#### Data section
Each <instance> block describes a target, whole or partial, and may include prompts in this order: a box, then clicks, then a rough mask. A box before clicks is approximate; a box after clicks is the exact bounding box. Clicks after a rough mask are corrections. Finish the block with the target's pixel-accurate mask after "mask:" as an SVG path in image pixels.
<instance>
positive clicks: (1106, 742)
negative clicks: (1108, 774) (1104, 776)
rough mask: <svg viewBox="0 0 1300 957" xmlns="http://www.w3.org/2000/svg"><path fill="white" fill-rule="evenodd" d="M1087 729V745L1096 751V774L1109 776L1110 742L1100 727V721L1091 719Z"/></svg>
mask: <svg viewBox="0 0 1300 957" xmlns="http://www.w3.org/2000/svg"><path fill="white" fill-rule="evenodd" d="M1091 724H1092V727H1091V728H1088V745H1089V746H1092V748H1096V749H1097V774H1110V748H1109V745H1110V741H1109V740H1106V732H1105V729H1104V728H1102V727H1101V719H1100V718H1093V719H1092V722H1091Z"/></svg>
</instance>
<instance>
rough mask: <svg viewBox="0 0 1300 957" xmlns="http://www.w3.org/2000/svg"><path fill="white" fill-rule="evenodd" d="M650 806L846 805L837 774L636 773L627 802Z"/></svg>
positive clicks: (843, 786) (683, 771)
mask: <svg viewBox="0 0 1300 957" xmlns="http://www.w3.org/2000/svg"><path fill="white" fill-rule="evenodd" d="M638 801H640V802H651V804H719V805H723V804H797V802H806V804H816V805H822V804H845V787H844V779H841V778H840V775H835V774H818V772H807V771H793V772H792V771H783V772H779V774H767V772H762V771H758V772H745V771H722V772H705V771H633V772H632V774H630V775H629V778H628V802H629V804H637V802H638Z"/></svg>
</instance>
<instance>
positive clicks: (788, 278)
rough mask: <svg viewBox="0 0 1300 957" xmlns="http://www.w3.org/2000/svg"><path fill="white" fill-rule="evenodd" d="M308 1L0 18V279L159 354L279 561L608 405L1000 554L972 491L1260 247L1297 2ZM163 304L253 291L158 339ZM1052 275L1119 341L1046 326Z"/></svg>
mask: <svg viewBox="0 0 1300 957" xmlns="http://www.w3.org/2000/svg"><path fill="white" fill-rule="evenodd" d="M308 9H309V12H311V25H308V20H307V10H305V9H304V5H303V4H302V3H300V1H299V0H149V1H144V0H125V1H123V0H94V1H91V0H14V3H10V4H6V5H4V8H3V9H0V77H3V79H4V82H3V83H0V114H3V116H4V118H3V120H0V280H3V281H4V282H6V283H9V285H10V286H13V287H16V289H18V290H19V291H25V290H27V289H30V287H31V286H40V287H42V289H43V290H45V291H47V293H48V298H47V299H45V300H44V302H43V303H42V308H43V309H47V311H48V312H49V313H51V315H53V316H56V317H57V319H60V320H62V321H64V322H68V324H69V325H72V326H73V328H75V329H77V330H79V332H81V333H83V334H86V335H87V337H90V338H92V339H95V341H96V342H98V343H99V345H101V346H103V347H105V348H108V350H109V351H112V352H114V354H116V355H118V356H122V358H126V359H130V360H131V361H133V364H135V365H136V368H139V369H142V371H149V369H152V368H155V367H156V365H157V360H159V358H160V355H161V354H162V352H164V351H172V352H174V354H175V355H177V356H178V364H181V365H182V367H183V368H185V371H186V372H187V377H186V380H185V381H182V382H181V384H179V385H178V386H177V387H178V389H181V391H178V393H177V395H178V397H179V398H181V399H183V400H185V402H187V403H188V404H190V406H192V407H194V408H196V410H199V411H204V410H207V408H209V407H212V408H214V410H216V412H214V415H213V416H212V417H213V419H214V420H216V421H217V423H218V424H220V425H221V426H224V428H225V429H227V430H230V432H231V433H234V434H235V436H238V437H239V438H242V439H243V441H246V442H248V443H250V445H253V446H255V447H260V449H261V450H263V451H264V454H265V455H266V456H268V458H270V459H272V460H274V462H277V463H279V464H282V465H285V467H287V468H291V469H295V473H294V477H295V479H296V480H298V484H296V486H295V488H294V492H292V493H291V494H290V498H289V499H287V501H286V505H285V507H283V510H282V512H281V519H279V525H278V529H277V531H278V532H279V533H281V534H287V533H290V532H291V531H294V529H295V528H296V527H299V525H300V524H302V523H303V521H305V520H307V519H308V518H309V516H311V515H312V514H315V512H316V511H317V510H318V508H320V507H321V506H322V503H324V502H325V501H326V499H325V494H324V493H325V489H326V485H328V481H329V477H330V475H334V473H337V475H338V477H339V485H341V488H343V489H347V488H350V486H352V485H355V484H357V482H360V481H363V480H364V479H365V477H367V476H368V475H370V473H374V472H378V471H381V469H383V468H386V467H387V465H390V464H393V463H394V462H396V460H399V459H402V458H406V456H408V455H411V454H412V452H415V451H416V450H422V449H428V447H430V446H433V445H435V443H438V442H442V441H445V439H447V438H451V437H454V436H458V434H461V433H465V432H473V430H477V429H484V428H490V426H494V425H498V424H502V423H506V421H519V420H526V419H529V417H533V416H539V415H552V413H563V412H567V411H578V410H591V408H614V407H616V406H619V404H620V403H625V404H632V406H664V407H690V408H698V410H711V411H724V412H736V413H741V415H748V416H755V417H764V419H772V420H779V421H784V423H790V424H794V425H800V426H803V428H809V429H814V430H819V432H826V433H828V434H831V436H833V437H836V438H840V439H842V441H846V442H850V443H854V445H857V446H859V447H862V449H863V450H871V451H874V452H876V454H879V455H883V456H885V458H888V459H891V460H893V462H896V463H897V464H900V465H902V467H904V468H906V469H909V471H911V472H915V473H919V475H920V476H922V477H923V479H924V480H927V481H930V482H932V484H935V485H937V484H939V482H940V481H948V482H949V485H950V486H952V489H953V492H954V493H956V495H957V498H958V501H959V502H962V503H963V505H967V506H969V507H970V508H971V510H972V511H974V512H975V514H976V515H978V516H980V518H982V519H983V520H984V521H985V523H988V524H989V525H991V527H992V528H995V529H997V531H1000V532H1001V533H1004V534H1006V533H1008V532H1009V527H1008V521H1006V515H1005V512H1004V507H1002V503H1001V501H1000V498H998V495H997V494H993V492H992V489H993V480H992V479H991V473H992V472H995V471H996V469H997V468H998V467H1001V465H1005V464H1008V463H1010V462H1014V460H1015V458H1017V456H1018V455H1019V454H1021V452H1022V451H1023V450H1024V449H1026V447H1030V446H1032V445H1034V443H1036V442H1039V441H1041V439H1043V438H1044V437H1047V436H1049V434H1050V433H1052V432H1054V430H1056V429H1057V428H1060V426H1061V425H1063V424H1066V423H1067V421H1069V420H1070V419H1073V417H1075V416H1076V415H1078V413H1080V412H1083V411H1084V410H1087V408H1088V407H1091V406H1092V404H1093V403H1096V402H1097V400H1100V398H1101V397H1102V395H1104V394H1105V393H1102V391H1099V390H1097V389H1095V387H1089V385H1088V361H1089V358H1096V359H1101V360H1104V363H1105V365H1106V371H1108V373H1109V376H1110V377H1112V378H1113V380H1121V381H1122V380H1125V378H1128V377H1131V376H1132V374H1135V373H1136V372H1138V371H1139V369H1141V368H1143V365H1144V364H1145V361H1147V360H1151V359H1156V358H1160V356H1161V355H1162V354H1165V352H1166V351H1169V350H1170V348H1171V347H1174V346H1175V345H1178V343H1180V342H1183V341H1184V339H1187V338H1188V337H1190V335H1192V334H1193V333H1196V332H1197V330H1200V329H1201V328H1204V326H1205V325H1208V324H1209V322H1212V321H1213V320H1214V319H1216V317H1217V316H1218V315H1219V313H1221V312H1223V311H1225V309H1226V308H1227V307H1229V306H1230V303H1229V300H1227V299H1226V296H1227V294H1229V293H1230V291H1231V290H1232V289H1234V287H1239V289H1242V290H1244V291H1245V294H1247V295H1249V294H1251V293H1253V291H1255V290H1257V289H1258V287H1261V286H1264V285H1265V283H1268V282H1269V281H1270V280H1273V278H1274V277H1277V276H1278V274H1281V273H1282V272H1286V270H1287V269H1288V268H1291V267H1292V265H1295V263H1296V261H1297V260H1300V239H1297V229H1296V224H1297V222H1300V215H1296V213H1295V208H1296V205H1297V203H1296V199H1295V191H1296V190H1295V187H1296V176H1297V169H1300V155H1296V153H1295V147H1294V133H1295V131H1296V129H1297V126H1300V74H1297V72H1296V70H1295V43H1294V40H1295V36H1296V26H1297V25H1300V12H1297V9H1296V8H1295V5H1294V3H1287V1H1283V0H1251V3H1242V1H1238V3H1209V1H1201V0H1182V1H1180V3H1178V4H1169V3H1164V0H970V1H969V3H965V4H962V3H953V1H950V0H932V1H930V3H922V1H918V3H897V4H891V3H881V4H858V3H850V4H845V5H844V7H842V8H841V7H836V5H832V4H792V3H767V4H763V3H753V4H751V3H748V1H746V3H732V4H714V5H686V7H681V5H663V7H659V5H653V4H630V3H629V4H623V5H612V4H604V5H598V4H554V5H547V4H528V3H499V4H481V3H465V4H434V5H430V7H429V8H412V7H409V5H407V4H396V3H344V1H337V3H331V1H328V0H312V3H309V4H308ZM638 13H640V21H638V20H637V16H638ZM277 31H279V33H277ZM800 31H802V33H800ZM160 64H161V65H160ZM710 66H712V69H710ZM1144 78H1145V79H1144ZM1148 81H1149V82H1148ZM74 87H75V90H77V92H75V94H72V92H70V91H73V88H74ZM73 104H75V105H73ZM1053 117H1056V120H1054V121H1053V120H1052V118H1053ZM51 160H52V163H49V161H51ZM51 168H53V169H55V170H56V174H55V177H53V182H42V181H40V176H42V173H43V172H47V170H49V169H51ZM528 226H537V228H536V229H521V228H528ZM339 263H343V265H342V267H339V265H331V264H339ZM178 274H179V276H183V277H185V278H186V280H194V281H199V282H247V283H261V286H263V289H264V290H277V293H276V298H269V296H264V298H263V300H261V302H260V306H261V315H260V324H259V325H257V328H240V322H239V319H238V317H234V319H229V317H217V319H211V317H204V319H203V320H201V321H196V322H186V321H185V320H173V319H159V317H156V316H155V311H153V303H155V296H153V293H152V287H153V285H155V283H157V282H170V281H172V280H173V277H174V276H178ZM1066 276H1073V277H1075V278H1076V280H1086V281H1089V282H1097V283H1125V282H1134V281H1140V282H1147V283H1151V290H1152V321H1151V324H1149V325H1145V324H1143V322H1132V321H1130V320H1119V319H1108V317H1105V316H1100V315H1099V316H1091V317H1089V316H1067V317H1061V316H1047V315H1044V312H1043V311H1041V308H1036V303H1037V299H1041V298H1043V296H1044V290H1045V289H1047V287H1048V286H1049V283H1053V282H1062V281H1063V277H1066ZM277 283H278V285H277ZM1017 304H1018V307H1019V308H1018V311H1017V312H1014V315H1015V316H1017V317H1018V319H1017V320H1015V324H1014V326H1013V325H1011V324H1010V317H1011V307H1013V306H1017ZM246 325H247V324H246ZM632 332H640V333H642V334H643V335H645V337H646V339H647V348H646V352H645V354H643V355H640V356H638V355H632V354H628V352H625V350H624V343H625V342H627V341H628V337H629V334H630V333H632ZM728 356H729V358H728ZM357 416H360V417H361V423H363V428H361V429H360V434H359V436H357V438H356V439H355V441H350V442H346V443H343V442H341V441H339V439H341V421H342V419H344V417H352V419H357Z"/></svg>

#### Task
Rename "rough mask" to "coarse mask" in the stretch from the start of the items through the line containing "negative clicks: (1108, 774) (1104, 776)", and give back only those lines with nothing else changed.

#### Answer to the problem
Each <instance> block describes a target, whole or partial, and may include prompts in this order: a box, then clicks, then a coarse mask. A box before clicks is approximate; a box after clicks is the exact bounding box. Clicks after a coarse mask are corrections. Finish the block with the target's pixel-accurate mask after "mask:" as an SVG path in image pixels.
<instance>
positive clicks: (1106, 742)
negative clicks: (1108, 774) (1104, 776)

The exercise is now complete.